Task item
Write out exactly the lines running from the one with "Mark a point on each instance of the tall" to the last line of the entries, keeping both the first and the last.

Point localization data
________

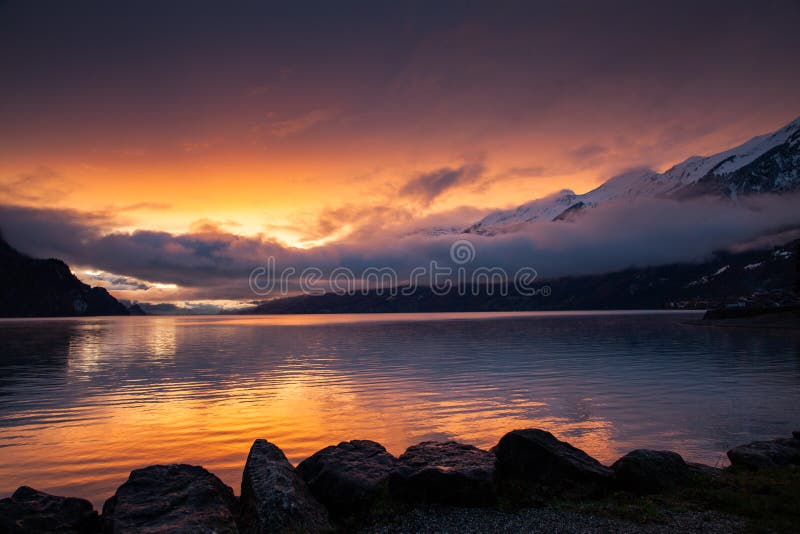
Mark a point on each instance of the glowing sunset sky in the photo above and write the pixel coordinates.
(301, 122)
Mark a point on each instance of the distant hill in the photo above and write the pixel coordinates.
(32, 287)
(762, 278)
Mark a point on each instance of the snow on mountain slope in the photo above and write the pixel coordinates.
(681, 181)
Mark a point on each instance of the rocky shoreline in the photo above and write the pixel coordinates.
(359, 486)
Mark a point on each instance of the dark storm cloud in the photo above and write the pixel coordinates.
(217, 265)
(456, 68)
(426, 187)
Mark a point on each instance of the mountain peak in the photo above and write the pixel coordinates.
(768, 163)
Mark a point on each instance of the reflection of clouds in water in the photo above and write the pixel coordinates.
(100, 344)
(122, 393)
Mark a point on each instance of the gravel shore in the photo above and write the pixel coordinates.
(550, 520)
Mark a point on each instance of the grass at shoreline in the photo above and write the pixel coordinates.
(768, 501)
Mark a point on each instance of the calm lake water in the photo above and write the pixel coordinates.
(84, 401)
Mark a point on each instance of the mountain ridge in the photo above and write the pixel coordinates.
(31, 287)
(768, 163)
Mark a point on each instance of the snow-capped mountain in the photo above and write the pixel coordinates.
(766, 164)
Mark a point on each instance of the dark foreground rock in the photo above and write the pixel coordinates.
(647, 471)
(766, 454)
(348, 477)
(175, 498)
(274, 497)
(532, 463)
(444, 472)
(545, 519)
(29, 510)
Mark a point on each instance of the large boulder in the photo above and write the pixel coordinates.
(533, 465)
(274, 497)
(444, 472)
(647, 471)
(349, 477)
(766, 454)
(175, 498)
(29, 510)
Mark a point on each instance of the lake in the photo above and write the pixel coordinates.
(83, 401)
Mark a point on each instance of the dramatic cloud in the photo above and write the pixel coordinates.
(428, 186)
(215, 264)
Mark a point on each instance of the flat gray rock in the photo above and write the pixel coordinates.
(175, 498)
(445, 472)
(274, 498)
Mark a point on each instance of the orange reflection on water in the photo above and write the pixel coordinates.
(113, 395)
(91, 450)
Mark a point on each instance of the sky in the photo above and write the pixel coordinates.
(210, 134)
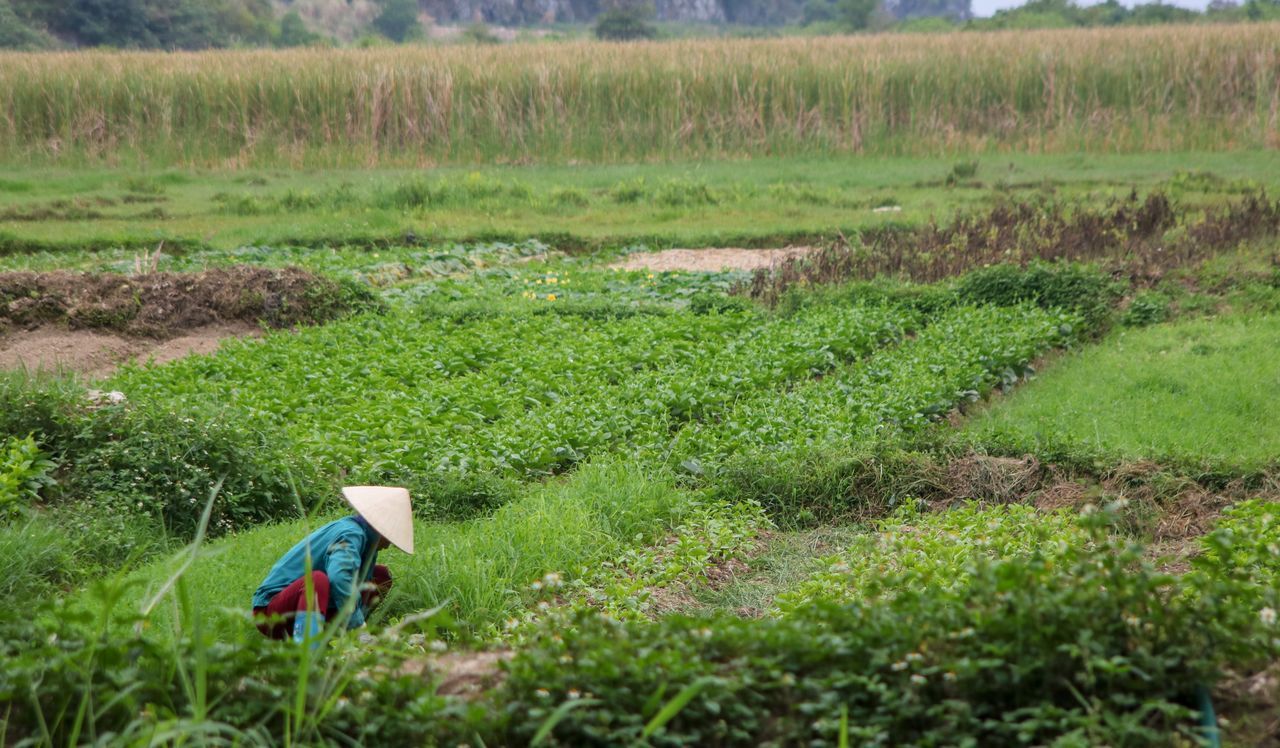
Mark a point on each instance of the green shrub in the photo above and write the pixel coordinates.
(935, 550)
(150, 461)
(1146, 308)
(1069, 286)
(1087, 647)
(24, 471)
(71, 679)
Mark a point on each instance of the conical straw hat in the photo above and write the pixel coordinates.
(387, 510)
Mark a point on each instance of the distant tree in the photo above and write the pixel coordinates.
(818, 12)
(17, 32)
(295, 32)
(479, 32)
(855, 14)
(1153, 13)
(625, 21)
(912, 9)
(150, 23)
(398, 21)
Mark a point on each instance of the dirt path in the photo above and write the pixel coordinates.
(99, 354)
(709, 260)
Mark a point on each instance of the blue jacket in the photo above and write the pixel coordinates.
(344, 550)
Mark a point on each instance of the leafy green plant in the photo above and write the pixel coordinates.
(1086, 644)
(1146, 308)
(24, 471)
(1079, 288)
(933, 550)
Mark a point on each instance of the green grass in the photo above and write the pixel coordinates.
(1198, 391)
(766, 201)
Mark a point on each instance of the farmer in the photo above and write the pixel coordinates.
(343, 562)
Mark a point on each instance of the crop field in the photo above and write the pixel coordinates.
(986, 456)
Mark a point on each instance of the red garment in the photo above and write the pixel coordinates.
(292, 601)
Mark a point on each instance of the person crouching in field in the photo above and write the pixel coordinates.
(343, 564)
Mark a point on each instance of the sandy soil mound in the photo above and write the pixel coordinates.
(164, 305)
(99, 354)
(709, 260)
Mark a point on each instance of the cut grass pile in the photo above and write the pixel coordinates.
(1198, 392)
(1106, 89)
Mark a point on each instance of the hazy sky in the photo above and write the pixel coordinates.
(988, 7)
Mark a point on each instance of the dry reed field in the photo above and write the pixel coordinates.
(1106, 90)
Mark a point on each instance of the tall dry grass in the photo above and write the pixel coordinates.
(1128, 89)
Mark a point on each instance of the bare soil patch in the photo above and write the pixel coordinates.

________

Written reply
Mark a point on each instance of the tall dry grass in the photo above and write the pixel coordinates.
(1128, 89)
Mark a point on each instance of the bare soil patch in the photo above and write the pixel coordinates.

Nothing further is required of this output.